* **CONSIGNES**
1 – D’après l’extrait sur l’art de Manuel Joseph, en quoi consiste cet art ?
2 – Poursuivez l’extrait sur l’art de Manuel Joseph à partir de sa dernière phrase.

* **EXTRAIT DU TEXTE**
/---

L’art de Manuel Joseph consiste en somme à lire une chose en miroir d’une autre, à côté et avec, de sorte que ces dernières manifestent des suites de signifiants, de contenus latents, de lapsus et de mots d’ordre dans le rapport d’un non-rapport. Ou pour le dire autrement, lorsque des lignes en viennent à être rapprochées ou à se croiser, c’est pour ouvrir en éventail un espace de réflexions et de rebonds instruisant les paramètres d’un conflit. C’est cette sorte d’espace qu’invente Manuel Joseph, un espace dans lequel il nous abandonne. On dira alors qu’en ce lieu sont objectivés des principes d’ordre sociaux, psychiques et comportementaux se miroitant, qu’on aura aussi le territoire obscène dans lequel vivent les gens pauvres ou moins pauvres, mais surtout qu’il s’agit de configurer une situation de la pensée. Il se trouve qu’en juxtaposant des données, en tournant et retournant les mots comme le font les malades, les enfants ou les ignorants « dans l’ordre que l’on voudra bien » [7], il témoigne d’entêtements.

\---

* **LIGNES FOURNIES**

/---

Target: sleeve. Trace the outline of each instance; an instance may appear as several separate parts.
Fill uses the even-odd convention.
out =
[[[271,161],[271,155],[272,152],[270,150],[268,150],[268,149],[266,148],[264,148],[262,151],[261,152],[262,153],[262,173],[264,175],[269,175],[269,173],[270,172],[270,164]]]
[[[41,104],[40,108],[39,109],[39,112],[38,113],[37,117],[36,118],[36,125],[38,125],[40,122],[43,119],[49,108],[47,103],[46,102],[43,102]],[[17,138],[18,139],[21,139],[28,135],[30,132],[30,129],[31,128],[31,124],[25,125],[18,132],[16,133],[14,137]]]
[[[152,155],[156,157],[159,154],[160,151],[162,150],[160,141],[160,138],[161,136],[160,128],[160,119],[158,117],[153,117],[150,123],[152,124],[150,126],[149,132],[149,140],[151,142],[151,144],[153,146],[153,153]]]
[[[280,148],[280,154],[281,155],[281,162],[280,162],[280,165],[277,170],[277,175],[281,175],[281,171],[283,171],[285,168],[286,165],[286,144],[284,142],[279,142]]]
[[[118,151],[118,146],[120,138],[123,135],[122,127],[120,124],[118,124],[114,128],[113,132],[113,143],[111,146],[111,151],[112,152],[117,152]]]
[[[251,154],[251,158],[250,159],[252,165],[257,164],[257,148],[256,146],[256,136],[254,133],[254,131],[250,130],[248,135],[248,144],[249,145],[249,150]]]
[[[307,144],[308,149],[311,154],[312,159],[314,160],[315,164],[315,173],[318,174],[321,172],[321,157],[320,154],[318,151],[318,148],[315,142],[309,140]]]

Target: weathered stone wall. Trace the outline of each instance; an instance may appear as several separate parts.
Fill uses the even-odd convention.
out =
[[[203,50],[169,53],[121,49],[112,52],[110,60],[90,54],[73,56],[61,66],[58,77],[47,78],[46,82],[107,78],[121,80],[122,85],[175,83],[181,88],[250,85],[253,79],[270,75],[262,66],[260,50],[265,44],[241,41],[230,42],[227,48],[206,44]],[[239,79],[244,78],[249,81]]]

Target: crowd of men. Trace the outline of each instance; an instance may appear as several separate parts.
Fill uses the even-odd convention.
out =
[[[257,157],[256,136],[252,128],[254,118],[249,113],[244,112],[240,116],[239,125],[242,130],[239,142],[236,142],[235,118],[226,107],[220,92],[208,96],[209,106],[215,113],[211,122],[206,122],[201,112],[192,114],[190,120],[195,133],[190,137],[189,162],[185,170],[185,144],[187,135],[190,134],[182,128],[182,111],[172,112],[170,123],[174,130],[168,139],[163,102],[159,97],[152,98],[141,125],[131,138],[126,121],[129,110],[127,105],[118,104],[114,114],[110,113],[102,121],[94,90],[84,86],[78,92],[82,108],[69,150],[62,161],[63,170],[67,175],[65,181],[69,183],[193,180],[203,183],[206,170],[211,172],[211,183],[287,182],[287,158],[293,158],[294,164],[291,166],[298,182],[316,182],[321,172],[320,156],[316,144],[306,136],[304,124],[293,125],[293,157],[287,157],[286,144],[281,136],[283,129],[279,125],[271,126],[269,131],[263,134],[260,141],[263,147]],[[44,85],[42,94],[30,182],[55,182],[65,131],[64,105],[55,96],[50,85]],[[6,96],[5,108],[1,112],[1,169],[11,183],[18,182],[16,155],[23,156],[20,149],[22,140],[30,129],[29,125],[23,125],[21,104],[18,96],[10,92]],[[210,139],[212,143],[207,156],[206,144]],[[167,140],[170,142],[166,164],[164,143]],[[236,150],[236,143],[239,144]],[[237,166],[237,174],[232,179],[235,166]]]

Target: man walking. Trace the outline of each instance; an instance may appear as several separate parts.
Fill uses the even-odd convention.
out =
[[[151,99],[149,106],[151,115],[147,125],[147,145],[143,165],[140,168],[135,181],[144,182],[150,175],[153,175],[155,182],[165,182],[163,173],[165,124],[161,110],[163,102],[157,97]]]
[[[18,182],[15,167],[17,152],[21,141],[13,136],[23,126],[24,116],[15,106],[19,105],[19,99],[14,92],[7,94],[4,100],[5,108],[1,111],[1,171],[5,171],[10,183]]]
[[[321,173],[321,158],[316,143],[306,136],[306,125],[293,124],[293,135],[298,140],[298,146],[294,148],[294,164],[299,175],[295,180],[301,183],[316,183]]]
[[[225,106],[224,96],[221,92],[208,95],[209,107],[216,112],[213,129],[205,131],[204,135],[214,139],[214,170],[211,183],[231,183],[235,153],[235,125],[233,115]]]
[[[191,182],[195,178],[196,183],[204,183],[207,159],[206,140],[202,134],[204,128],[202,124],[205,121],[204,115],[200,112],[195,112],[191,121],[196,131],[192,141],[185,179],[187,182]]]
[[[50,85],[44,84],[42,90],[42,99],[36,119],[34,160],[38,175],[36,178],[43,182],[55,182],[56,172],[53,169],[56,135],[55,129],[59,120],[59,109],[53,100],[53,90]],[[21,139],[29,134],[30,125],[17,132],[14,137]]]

\---

* **RÉPONSES PAR CONSIGNE**
1 – Il consiste à lire une chose en miroir d’une autre, à côté et avec.

2 –
On sait que dans le creux d’un ordre, il y a des crises, du désordre. Un désordre sur lequel ce dernier pourra certainement se reconfigurer mais c’est aussi ce qui menace de l’effondrer. L’œuvre de Manuel Joseph instruit ce repérage par des rapprochements en dénudant les opérateurs qui font tenir un type d’ordre. C’est la façon dont il engage le conflit qu’il mène en comprenant une chose en miroir d’autres, en répétant précisément ce qu’il voit, ce qu’il lit ou entend selon des modes différents et en dérivant des circuits hiérarchiques dans des spirales ou des cercles nouveaux. Dans son poème Corps de grève, il écrit : « Parce qu’il faut arrêter de faire comme si l’ennemi n’était pas matériel mais idéal » [8].